Dataset items:

** START **

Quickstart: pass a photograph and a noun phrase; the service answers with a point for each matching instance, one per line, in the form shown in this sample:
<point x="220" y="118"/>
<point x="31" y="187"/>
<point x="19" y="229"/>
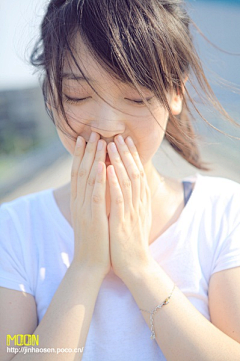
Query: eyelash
<point x="76" y="101"/>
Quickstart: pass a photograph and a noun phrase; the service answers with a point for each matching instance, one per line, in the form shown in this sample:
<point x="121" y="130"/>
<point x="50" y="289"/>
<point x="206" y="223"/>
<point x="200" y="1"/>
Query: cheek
<point x="67" y="142"/>
<point x="68" y="136"/>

** END **

• [Instruction]
Put every line of the items above into a numbered list, skipping any blank lines. Leave the pictures out.

• [Response]
1. Quickstart: pass a photograph and a noun phrase; the service answers with a point for each matching instance, one per line, in the form shown in this sample:
2. <point x="220" y="118"/>
3. <point x="31" y="187"/>
4. <point x="19" y="229"/>
5. Query: eyelash
6. <point x="76" y="101"/>
7. Quickstart: pass a photograph and a noun phrase; the service answers with a point for each matching instance, one per line, in the form shown in this sample:
8. <point x="121" y="130"/>
9. <point x="50" y="289"/>
10. <point x="206" y="223"/>
11. <point x="200" y="1"/>
12. Query: cheek
13. <point x="67" y="142"/>
14. <point x="68" y="136"/>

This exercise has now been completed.